▶ **Vos tâches**
1. Selon le texte sur les films présentés en sélection officielle et à la Quinzaine des réalisateurs, quelle date de sortie en France est prévue pour Sofia ?
2. Recopiez à l'identique la partie des données qui va de leur toute première ligne jusqu'à la ligne contenant « M 238 176 L », ces deux lignes comprises.

Egalement en compétition officielle, Capharnaüm de la Libanaise Nadine Labaki (que je n’ai pu voir, ne pouvant entrer dans une salle bondée), un film sur l’enfance maltraitée et notamment d’un jeune de 12 ans, Zain, qui décide d’intenter un procès à ses parents pour l’avoir mis au monde sans l’élever convenablement. En immersion totale, avec une équipe très libre et 100 % locale, le film est à la croisée du documentaire (520 heures de rushes) et de la fiction. Fait pour bousculer et émouvoir, le film a été produit à l’arrache par le mari de la réalisatrice, Khaled Mouzanar, également compositeur de la musique, en associant des fonds privés, la Banque centrale libanaise et une vente des droits télé à la chaîne satellitaire panarabe ART.

En outre, la section officielle Un certain regard proposait Sofia, premier long métrage de la Marocaine Meryem Benm’Barek, tourné à Casablanca « où les divisions sociales sont les plus visibles », dit-elle. Elle voulait avant tout « faire un portrait du pays » pour situer la condition des femmes. Lauréate de la Fondation Gan et du Doha Film Institute, elle a également profité d’un préachat de Canal+. Sortie en France prévue le 19 septembre.

À Un certain regard également, Mon tissu préféré, le premier long métrage de la Syrienne Gaya Jiji, un film personnel et sensuel (d’où le titre), à petit budget, coproduit par la France, l’Allemagne et la Turquie (en sortie en France le 18 juillet). Il a été écrit à Damas « dans une société qui opprimait tous nos désirs », indique Gaya Jiji, mais ne put bien sûr y être tourné. L’actrice principale, Manal Issa, est franco-libanaise, choisie pour son talent mais aussi car elle acceptait les scènes de nudité. Gaya Jiji travaille déjà à son nouveau long qui portera sur la reconstruction de la mémoire dans l’exil.

La Quinzaine des réalisateurs avait de son côté sélectionné Mon cher enfant (Weldi) du Tunisien Mohamed Ben Attia, qu’il avait déjà commencé à écrire durant la postproduction de Hedi, un vent de liberté. Sa productrice Dora Bouchoucha (Nomadis Images) s’est à nouveau associée avec Les Films du fleuve des frères Dardenne (Belgique) et Tanit Films (France) pour réunir le budget nécessaire aux six semaines de tournage en décors naturels en Tunisie et une semaine à Istanbul.

C’est la Tunisie qui était cette année à l’honneur pour la Factory de la Quinzaine des réalisateurs (série de quatre films de 15′, chacun coréalisé par un couple de cinéastes, l’un venant du pays retenu et l’autre venant d’ailleurs). Très réussie, la Tunisia Factory était produite par Dora Bouchoucha (Nomadis Images), Habib Attia (Cinétéléfilms), Imed Marzouk (Propaganda Productions) et Dominique Welinski (DW). (cf. la critique de ces quatre films)

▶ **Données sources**
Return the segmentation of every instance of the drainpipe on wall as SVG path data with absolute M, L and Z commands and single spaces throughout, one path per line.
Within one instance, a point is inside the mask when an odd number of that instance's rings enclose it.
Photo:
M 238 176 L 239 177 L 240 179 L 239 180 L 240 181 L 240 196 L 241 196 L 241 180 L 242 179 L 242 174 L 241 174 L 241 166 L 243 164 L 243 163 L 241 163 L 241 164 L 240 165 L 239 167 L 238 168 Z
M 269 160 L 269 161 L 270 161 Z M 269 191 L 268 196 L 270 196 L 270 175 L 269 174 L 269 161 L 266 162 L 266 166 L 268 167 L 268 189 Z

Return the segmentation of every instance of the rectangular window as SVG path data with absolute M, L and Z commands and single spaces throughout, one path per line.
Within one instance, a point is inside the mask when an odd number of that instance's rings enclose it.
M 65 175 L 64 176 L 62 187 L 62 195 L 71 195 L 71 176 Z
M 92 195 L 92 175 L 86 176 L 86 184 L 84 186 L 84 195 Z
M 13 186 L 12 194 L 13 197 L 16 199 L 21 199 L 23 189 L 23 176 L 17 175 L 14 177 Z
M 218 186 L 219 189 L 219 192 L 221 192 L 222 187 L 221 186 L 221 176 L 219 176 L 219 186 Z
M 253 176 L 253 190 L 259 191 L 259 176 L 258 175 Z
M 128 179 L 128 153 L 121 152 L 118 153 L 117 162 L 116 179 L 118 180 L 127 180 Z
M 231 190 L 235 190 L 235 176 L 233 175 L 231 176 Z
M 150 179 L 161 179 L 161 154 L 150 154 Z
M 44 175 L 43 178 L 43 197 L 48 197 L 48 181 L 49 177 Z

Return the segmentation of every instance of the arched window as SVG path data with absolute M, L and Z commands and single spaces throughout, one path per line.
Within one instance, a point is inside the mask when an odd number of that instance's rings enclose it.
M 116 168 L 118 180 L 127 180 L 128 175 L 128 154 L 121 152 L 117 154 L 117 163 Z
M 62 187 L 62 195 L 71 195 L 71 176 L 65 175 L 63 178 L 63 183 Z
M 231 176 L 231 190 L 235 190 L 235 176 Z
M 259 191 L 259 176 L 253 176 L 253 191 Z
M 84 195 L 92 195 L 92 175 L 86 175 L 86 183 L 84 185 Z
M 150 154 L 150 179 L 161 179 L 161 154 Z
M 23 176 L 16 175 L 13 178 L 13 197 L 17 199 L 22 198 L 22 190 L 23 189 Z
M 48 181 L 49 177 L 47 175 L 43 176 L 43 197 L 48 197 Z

▶ **Liste des solutions**
1. Le 19 septembre.

2.
Return the segmentation of every instance of the drainpipe on wall as SVG path data with absolute M, L and Z commands and single spaces throughout, one path per line.
Within one instance, a point is inside the mask when an odd number of that instance's rings enclose it.
Photo:
M 238 176 L 239 177 L 240 179 L 239 180 L 240 181 L 240 196 L 241 196 L 241 180 L 242 179 L 242 174 L 241 174 L 241 166 L 243 164 L 243 163 L 241 163 L 241 164 L 240 165 L 239 167 L 238 168 Z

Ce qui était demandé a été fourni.